[Collected data]
# # # # # # #

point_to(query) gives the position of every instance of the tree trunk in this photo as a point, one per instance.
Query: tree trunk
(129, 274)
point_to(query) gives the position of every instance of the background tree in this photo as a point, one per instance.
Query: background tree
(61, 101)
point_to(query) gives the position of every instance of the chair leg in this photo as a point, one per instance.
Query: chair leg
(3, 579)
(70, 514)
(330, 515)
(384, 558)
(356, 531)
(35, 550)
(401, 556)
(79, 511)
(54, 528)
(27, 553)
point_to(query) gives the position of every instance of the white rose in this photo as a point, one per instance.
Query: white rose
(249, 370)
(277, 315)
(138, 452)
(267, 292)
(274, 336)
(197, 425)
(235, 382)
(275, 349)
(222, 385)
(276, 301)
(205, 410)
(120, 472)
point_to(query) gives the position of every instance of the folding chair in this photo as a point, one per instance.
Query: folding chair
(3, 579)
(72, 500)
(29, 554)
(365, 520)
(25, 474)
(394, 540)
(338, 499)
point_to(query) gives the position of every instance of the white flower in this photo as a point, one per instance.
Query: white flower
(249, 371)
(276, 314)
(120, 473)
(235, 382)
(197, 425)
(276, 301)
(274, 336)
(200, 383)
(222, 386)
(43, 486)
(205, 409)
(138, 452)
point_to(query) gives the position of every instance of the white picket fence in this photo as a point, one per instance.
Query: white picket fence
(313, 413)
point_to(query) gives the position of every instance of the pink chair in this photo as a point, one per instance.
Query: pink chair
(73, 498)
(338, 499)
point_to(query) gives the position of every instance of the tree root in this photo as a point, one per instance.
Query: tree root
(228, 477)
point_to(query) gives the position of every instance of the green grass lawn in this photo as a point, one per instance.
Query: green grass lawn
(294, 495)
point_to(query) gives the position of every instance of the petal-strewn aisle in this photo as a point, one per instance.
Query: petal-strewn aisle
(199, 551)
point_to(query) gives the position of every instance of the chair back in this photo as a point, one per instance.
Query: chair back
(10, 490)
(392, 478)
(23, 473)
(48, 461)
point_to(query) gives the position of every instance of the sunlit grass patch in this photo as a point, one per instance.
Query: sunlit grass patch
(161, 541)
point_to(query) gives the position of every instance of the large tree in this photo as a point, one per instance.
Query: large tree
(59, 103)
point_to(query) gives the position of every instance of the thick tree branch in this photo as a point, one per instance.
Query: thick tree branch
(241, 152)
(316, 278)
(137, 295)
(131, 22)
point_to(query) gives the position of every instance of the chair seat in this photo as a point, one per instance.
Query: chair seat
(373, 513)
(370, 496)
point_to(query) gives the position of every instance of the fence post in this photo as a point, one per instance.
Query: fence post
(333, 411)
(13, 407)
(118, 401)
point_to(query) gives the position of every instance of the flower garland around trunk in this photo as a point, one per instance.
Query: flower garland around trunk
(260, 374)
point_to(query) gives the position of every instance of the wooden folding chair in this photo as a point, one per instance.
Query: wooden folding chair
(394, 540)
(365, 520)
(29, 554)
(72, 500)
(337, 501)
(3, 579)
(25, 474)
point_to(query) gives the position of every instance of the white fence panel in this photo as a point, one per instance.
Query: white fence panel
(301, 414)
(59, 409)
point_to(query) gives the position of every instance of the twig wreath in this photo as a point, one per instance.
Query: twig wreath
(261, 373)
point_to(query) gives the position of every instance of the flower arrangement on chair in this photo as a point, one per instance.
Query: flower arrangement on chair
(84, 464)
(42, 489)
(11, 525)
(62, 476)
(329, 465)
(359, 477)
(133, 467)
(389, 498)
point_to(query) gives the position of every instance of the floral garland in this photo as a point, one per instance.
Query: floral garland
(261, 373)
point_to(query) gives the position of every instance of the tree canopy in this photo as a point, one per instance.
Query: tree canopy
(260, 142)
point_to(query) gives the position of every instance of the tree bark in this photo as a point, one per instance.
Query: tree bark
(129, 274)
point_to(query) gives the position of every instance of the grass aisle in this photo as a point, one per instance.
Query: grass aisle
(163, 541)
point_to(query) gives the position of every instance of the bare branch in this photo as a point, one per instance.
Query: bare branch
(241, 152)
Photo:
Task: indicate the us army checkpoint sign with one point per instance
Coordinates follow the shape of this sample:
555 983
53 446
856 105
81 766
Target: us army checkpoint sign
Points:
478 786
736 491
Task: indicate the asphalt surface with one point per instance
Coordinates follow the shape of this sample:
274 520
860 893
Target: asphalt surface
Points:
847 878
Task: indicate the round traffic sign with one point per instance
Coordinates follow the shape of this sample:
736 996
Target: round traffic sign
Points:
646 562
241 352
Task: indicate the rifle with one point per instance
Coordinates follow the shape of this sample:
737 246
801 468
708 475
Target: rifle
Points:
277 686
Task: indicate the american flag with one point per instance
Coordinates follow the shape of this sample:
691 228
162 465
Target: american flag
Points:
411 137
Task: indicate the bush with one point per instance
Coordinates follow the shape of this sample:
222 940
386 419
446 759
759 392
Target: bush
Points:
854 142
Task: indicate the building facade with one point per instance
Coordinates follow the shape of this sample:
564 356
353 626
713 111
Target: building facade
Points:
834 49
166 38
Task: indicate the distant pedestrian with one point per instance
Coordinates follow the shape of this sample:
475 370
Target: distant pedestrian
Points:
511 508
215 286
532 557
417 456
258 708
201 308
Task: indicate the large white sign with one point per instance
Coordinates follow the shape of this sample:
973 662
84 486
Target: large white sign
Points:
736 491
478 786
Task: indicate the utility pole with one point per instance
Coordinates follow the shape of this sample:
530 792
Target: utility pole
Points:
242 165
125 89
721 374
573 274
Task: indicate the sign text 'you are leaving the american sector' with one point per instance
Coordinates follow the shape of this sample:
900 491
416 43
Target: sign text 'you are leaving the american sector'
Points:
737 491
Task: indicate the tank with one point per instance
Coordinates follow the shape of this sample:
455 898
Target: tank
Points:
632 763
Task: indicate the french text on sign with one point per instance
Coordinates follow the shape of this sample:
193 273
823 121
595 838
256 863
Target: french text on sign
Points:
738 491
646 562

# # # # # # #

* [TASK DIRECTIONS]: Pick out every line above that holds the word "text" and copy it.

* [TASK RESULT]:
Task: indicate the sign text 'you are leaving the american sector' with one point per instance
Target: sign text 'you are leaving the american sector'
Task: indicate the french text on sign with one point per instance
Target: french text on sign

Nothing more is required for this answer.